_Stated exercise 1:_ Turn the listing below into a JSON list of strings, one string per line, starting with its first line and going on through the line with "[1037,109,1110,148]". Leave out blank lines and the pictures.

[START OF Selected passage]

Hot Issues in Area H

What are your concerns? Ben wants to listen and learn.

Send your thoughts or questions to Ben HERE, and he will get in touch.

The CVRD’s Budget for 2021

The Cowichan Valley Regional District has a budget totalling $100.4 million in 2020, which it uses to support the 178 distinct services that it provides to its four municipalities and nine electoral areas. Every year it invites our ideas as it updates its five-year financial plan, including both operating and capital budgets. 

What should the CVRD be spending our money on? Its staff are currently seeking residents’ input on its 2021 budget. You can share your thoughts on the PlaceSpeak platform, where there is also a survey. You have to log in to Placespeak, but it’s worth the effort, since the CVRD does other community consultations there.

Water Security in Area H

Here are Ben’s thoughts about water security in our region.

And here is the link to the report that Ben refers to:

Climate Projections for the Cowichan Valley Regional District.

Your own thoughts? Contact Ben here.

Modernization of the CVRD’s OCP

Area H has an Official Community Plan (OCP) that is 35 years old. That’s w-a-a-a-y out of date. In response, the CVRD has been harmonizing the various different OCPs for all of Areas A to H.

They will soon start a community-driven process to modernize the OCP for the CVRD as a whole.

Then they will turn to Area H, and start a community-driven process to create a Local Area Plan.

[END OF Selected passage]

_Stated exercise 2:_ Copy the text on Area H issues above word for word, starting with "Climate Projections for" and going on through "Areas A to H.".

[START OF Input data]

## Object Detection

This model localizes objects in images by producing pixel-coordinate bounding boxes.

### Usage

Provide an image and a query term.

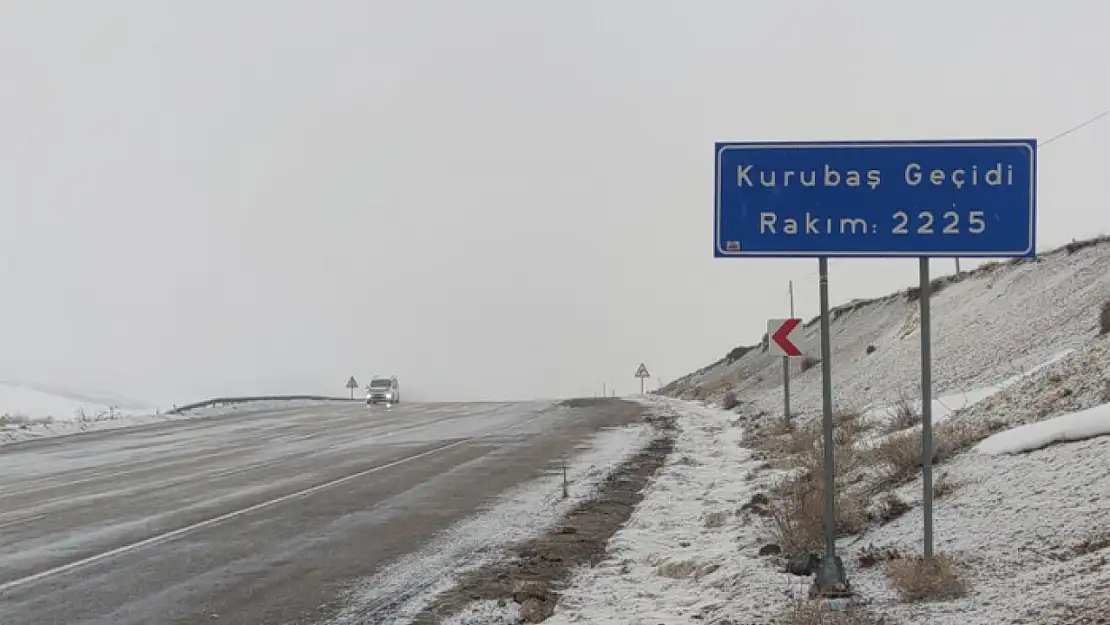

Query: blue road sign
[714,139,1037,258]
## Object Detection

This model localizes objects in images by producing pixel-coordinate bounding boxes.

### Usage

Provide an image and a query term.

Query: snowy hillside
[660,239,1110,430]
[0,382,153,423]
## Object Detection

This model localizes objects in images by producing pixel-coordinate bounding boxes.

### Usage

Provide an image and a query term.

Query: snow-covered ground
[519,399,1110,625]
[0,383,348,445]
[439,241,1110,625]
[0,382,154,423]
[332,424,656,625]
[664,242,1110,426]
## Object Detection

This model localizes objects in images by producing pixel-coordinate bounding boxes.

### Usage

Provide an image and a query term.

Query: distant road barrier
[165,395,362,414]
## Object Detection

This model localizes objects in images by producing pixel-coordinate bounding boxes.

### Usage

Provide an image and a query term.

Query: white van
[366,375,401,405]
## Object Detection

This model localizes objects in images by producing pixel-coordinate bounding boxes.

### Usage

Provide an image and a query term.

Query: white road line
[0,514,47,530]
[0,413,544,594]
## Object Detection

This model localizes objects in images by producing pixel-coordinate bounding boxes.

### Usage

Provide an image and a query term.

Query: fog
[0,0,1110,405]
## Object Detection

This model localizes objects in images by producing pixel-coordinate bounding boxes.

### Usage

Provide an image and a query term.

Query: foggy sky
[0,0,1110,405]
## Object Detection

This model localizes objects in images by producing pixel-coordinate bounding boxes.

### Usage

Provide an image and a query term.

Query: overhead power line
[1037,109,1110,148]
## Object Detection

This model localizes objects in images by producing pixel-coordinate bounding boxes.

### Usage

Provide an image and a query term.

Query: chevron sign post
[767,319,805,357]
[636,363,652,395]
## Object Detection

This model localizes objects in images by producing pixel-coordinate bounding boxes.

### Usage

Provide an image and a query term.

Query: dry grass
[856,544,902,568]
[702,511,728,530]
[868,420,1000,486]
[887,395,921,432]
[765,411,868,555]
[887,554,968,603]
[870,432,921,486]
[774,598,892,625]
[720,391,740,410]
[767,476,868,555]
[932,473,959,500]
[877,493,912,525]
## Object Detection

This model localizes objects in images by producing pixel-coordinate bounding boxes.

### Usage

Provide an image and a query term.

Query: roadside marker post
[767,319,805,425]
[714,139,1037,596]
[636,363,652,395]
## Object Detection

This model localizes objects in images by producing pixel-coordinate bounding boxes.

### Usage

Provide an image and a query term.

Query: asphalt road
[0,402,637,625]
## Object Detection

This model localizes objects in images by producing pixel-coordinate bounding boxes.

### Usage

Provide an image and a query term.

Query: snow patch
[976,404,1110,455]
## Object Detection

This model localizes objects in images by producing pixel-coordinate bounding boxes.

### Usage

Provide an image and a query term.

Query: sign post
[783,280,794,427]
[767,319,804,425]
[714,139,1037,596]
[636,363,652,395]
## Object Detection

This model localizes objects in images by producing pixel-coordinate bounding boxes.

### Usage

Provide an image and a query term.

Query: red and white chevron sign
[767,319,804,357]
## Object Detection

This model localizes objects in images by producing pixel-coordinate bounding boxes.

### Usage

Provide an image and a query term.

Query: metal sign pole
[783,280,794,425]
[818,256,836,560]
[814,256,850,596]
[919,256,932,561]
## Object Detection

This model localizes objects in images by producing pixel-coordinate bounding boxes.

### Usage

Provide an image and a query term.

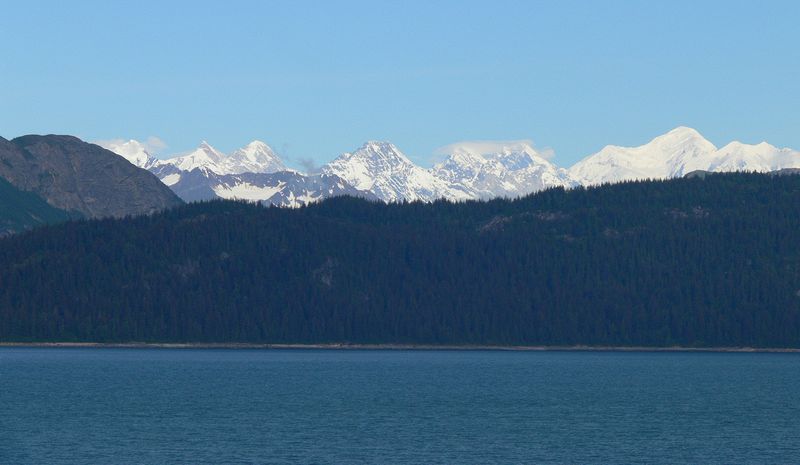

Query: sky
[0,0,800,166]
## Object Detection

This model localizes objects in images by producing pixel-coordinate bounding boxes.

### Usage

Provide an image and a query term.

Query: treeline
[0,174,800,347]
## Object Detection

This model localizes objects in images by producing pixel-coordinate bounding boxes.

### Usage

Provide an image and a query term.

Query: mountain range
[103,126,800,207]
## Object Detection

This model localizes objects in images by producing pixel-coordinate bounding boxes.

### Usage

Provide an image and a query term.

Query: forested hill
[0,174,800,347]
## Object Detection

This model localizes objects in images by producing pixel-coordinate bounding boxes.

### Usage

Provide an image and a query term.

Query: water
[0,348,800,465]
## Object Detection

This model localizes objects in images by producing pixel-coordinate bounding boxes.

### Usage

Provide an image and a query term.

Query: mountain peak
[96,139,157,169]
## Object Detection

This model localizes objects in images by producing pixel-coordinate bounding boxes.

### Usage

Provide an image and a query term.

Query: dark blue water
[0,348,800,465]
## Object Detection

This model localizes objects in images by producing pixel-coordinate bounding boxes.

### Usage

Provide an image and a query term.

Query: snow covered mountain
[689,141,800,172]
[161,168,378,207]
[569,127,800,185]
[156,140,286,174]
[97,139,159,169]
[162,141,225,174]
[431,141,577,199]
[322,141,470,202]
[100,127,800,206]
[220,140,286,174]
[569,126,717,185]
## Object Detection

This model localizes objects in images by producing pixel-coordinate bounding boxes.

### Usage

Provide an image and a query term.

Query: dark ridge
[0,173,800,348]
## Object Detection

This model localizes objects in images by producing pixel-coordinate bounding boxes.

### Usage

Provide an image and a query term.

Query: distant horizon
[0,1,800,166]
[87,125,795,171]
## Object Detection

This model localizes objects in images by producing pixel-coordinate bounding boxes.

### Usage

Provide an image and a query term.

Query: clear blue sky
[0,0,800,166]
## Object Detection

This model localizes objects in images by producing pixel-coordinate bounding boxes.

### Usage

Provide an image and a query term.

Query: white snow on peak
[431,141,577,199]
[164,141,225,174]
[697,141,800,172]
[322,141,469,202]
[97,139,158,169]
[222,140,286,174]
[569,126,717,185]
[569,127,800,185]
[158,140,286,175]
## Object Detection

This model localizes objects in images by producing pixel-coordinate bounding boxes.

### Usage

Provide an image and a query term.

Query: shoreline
[0,342,800,353]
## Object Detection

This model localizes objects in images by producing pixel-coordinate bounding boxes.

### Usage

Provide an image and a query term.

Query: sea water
[0,348,800,465]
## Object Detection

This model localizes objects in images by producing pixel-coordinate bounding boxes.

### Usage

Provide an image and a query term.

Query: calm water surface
[0,348,800,465]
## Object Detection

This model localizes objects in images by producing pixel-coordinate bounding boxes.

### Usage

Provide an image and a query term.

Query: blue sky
[0,0,800,166]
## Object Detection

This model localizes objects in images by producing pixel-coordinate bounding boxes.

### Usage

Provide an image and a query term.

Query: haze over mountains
[103,127,800,207]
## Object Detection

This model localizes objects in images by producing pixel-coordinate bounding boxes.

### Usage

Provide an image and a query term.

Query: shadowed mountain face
[0,135,182,218]
[0,178,70,237]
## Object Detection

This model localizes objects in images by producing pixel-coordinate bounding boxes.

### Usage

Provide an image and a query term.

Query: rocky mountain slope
[0,135,182,218]
[431,142,577,200]
[107,126,800,206]
[569,127,800,185]
[322,141,470,202]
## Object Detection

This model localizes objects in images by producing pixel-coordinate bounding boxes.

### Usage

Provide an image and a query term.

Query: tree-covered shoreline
[0,174,800,347]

[END OF Input data]

_Correct response 1:_
[
  "## Object Detection",
  "This model localizes objects in images by producing pixel-coordinate bounding boxes.",
  "### Usage",
  "Provide an image and a query term.",
  "Query: blue road sign",
  "[714,139,1037,258]",
  "## Object Detection",
  "This model localizes objects in images by producing pixel-coordinate bounding boxes.",
  "### Usage",
  "Provide an image and a query term.",
  "Query: snowy hillside",
  "[660,239,1110,430]",
  "[0,382,153,423]",
  "## Object Detection",
  "This model localizes objects in images by producing pixel-coordinate bounding boxes.",
  "### Usage",
  "Provide an image and a query term.",
  "Query: snow-covered ground",
  "[519,399,1110,625]",
  "[0,383,348,445]",
  "[439,241,1110,625]",
  "[0,382,154,423]",
  "[332,424,656,625]",
  "[664,242,1110,426]",
  "## Object Detection",
  "This model localizes objects in images by producing pixel-coordinate bounding boxes.",
  "### Usage",
  "Provide an image and a query term.",
  "Query: distant road barrier",
  "[165,395,362,414]",
  "## Object Detection",
  "This model localizes objects in images by producing pixel-coordinate bounding boxes.",
  "### Usage",
  "Provide an image and a query term.",
  "Query: white van",
  "[366,375,401,405]",
  "## Object Detection",
  "This model localizes objects in images by producing pixel-coordinate bounding boxes.",
  "### Usage",
  "Provide an image and a query term.",
  "Query: white road line",
  "[0,514,47,530]",
  "[0,413,544,594]",
  "## Object Detection",
  "This model localizes objects in images by producing pixel-coordinate bounding boxes.",
  "### Usage",
  "Provide an image and a query term.",
  "Query: fog",
  "[0,0,1110,405]",
  "## Object Detection",
  "This model localizes objects in images by producing pixel-coordinate bounding boxes.",
  "### Usage",
  "Provide an image and a query term.",
  "Query: foggy sky",
  "[0,0,1110,405]",
  "## Object Detection",
  "This model localizes objects in images by producing pixel-coordinate bounding boxes.",
  "### Usage",
  "Provide an image and a query term.",
  "Query: overhead power line",
  "[1037,109,1110,148]"
]

_Correct response 2:_
Climate Projections for the Cowichan Valley Regional District.

Your own thoughts? Contact Ben here.

Modernization of the CVRD’s OCP

Area H has an Official Community Plan (OCP) that is 35 years old. That’s w-a-a-a-y out of date. In response, the CVRD has been harmonizing the various different OCPs for all of Areas A to H.